> _Text segment_
***

In Namibia, Sam Nujoma announced that “the Republic of Namibia does not allow homosexuality or lesbianism here. Police are ordered to arrest you, deport you and imprison you.” Nujoma described homosexuality as “against God’s will” and called it “the devil at work.” His statements follow those of Jerry Ekandjo, Namibia’s home affairs minister, who last year urged newly graduated police officers to “eliminate gays and lesbians from the face of Namibia.”[52]

In contrast to its continental neighbors, South Africa has actually been a world leader in civil rights for gays and lesbians. After all, it was the first country to adopt a constitution that outlaws sexual orientation discrimination. But even in South Africa, the same problems do exist. For example, a recent marketing campaign to lure GLBT tourists sparked an outcry from religious groups, who reportedly held an assembly in Cape Town last month “to pray for a sin-free city.” And on April 11, Durban Mayor Obed Mlaba reportedly told a group of business leaders that Durban should stop comparing itself to the more cosmopolitan Cape Town–a city that “can stay with its moffies and its gays.”[53]

Lesbian and Gay movements in Africa have been carried out not only as movements in defence of basic human rights which I have slightly given a historical background upon which they spread but also as powerful expression of sexual identity and therefore sort of sexual liberation and that is the reason why the strong resistance of these movements are likened to the resistance to rights movements and multipartysm and other by the institutions imposed by western powers from the early 1990s.

***

> _Given records_
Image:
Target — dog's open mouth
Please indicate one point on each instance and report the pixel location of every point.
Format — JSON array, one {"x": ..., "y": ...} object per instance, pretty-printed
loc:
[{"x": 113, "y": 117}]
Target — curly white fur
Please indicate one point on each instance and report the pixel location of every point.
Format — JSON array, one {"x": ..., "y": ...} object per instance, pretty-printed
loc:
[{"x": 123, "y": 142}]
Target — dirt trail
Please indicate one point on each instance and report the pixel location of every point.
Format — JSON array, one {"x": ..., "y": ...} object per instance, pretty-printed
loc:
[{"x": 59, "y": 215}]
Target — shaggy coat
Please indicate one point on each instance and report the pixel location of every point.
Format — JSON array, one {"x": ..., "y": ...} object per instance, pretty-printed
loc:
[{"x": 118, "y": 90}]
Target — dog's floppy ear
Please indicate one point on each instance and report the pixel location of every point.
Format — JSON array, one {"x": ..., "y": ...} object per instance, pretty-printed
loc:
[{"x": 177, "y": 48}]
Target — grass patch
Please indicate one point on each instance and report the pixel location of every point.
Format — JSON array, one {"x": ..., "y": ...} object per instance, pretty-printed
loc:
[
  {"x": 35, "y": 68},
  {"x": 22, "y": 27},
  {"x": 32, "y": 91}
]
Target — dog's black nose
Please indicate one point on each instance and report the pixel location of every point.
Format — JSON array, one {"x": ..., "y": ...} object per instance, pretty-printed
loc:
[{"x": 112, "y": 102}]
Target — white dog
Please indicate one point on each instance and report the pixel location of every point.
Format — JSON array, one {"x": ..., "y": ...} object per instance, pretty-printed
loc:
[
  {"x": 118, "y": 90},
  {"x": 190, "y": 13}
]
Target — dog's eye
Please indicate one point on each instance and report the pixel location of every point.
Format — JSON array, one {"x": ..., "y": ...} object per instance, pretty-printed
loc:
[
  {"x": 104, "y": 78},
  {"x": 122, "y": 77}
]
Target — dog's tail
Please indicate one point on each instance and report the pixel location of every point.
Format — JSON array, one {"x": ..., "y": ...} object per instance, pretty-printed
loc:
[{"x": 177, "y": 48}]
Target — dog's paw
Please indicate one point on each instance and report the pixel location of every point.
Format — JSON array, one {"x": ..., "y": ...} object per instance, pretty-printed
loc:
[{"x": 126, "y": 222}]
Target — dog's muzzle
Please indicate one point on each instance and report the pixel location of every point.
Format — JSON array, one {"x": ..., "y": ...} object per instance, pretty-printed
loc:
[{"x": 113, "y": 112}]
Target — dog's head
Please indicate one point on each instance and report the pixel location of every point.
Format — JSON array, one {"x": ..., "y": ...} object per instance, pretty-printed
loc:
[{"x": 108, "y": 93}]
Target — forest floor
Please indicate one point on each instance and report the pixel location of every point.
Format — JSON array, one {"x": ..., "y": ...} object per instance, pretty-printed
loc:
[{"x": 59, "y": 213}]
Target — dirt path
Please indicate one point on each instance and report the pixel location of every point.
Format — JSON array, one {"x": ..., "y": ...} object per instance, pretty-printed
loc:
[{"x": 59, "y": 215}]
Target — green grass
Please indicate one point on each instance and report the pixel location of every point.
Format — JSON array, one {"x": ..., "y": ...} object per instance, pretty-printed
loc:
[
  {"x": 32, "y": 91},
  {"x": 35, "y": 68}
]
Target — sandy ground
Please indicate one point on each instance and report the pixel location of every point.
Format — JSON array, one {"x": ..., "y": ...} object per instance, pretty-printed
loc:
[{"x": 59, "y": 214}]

***

> _Exercise_
Please copy the passage on gay and lesbian rights in Africa word for word, from "Lesbian and Gay" to "the early 1990s.". The records have no connection to the text.

> _Solution to the problem_
Lesbian and Gay movements in Africa have been carried out not only as movements in defence of basic human rights which I have slightly given a historical background upon which they spread but also as powerful expression of sexual identity and therefore sort of sexual liberation and that is the reason why the strong resistance of these movements are likened to the resistance to rights movements and multipartysm and other by the institutions imposed by western powers from the early 1990s.